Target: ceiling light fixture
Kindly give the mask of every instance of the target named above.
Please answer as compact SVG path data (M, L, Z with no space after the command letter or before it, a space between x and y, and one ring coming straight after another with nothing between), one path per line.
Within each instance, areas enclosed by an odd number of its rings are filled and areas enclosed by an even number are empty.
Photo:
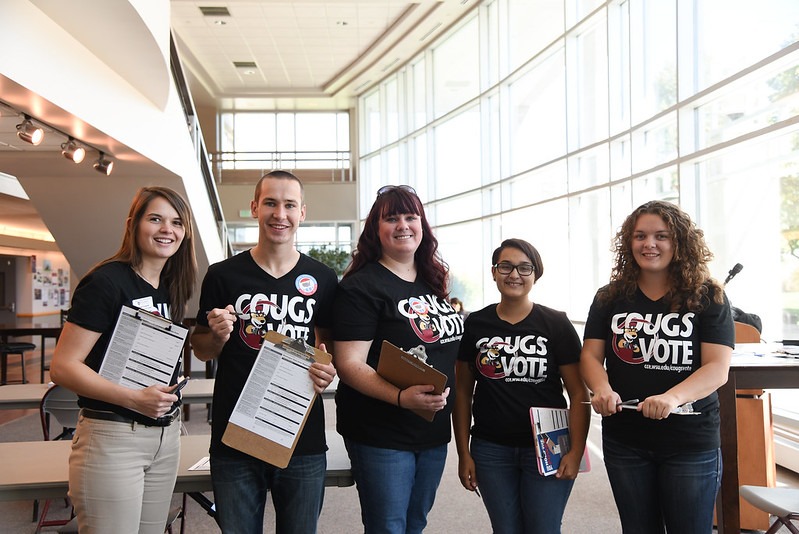
M83 158L86 157L86 149L78 145L78 143L76 143L75 140L70 137L69 141L61 145L61 154L63 154L68 160L72 160L75 163L80 163L83 161Z
M31 118L23 115L25 120L17 124L17 136L32 145L38 145L44 139L44 130L33 124Z
M108 176L114 170L114 162L106 159L105 152L100 152L100 157L94 162L94 169Z
M14 114L17 117L23 117L22 122L17 124L17 135L26 143L30 143L32 145L41 144L41 142L44 140L44 131L46 128L48 135L57 134L66 139L66 141L61 144L61 154L65 158L75 163L82 163L84 159L86 159L86 152L91 150L100 154L100 157L94 163L94 168L97 169L98 172L109 175L113 171L114 161L106 158L105 153L96 146L93 146L81 139L77 139L64 131L59 130L52 124L39 119L38 117L31 117L27 113L14 108L7 102L0 100L0 111L3 112L3 116L7 116L5 110L8 110L9 113ZM3 143L0 142L0 145L3 145ZM18 149L22 150L22 147L20 146ZM0 175L2 175L2 173L0 173Z

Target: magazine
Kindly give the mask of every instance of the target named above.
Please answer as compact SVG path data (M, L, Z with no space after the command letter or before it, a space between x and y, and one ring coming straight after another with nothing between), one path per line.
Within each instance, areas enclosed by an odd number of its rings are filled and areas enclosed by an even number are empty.
M568 408L530 408L530 424L533 428L535 454L538 472L544 476L557 473L560 459L569 452L569 410ZM580 462L580 472L591 470L588 448Z

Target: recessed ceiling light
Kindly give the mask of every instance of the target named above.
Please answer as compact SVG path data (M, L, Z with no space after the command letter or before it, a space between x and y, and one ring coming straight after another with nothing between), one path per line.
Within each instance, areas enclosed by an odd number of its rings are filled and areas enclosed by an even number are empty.
M227 21L225 21L225 20L215 20L214 24L216 24L217 26L224 26L225 24L227 24Z

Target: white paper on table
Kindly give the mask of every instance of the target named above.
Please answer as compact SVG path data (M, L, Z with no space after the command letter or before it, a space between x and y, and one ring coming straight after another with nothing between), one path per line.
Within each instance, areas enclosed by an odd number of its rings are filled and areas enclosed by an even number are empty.
M189 471L210 471L210 470L211 470L210 456L203 456L197 461L196 464L189 467Z
M314 399L312 363L264 339L230 422L291 448Z
M169 385L188 332L164 317L122 306L100 376L131 389Z

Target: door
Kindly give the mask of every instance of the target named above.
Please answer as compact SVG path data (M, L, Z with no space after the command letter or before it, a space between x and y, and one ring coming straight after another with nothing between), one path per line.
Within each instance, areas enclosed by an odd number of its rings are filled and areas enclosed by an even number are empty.
M17 320L17 257L0 255L0 324Z

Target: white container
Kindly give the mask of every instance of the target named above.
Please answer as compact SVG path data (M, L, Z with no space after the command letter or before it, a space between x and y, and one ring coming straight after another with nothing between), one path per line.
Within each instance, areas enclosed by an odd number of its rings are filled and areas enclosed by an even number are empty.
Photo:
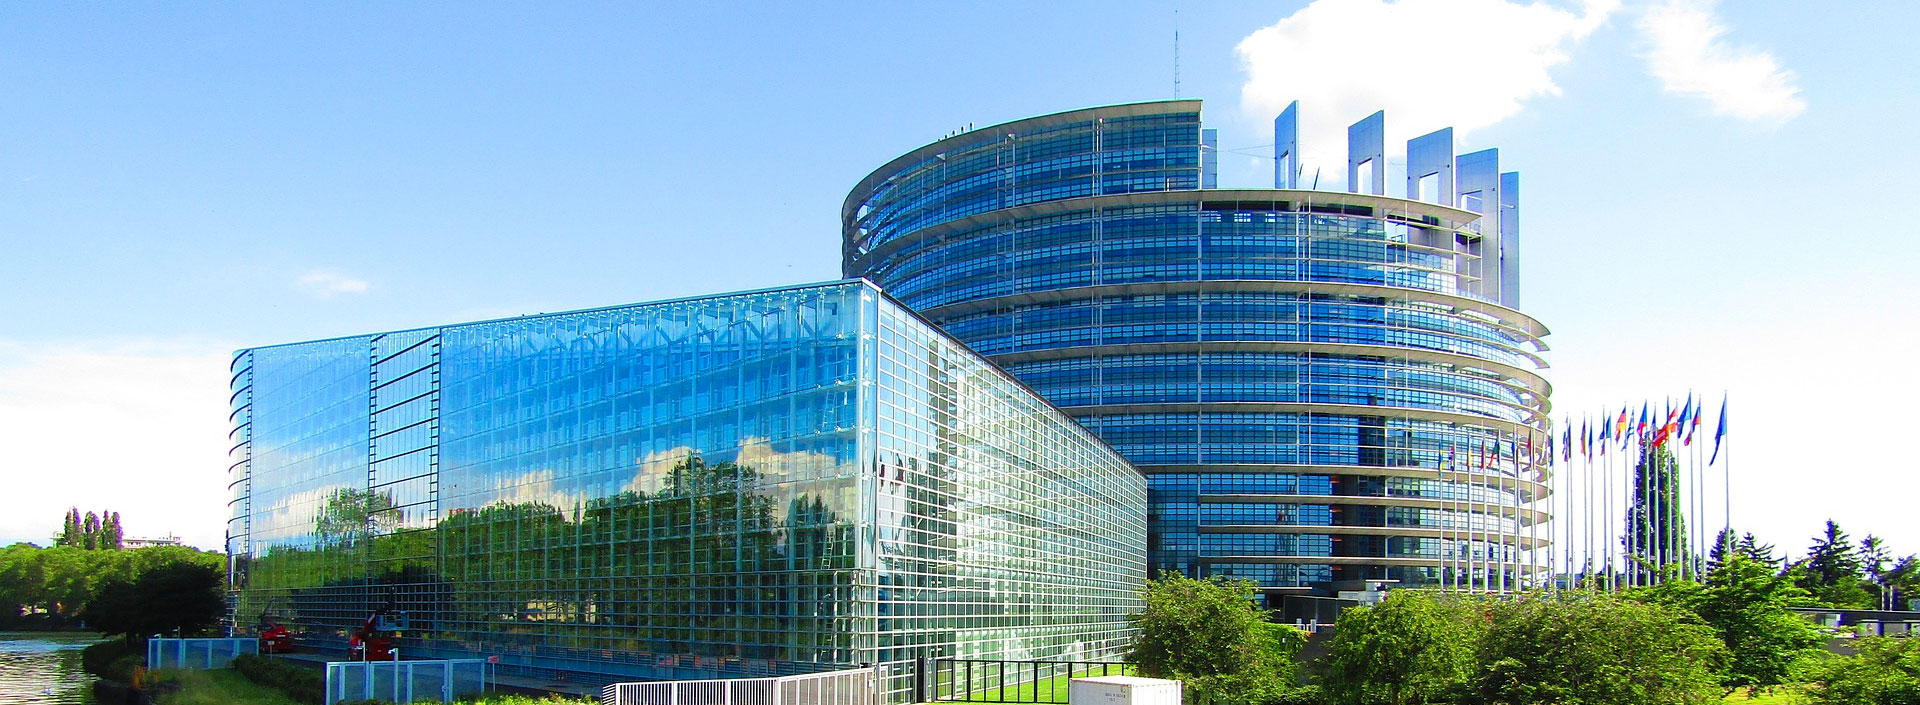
^^^^^^^^
Among the lines above, find those holding "ceiling" and copy each one.

Target: ceiling light fixture
Target: recessed ceiling light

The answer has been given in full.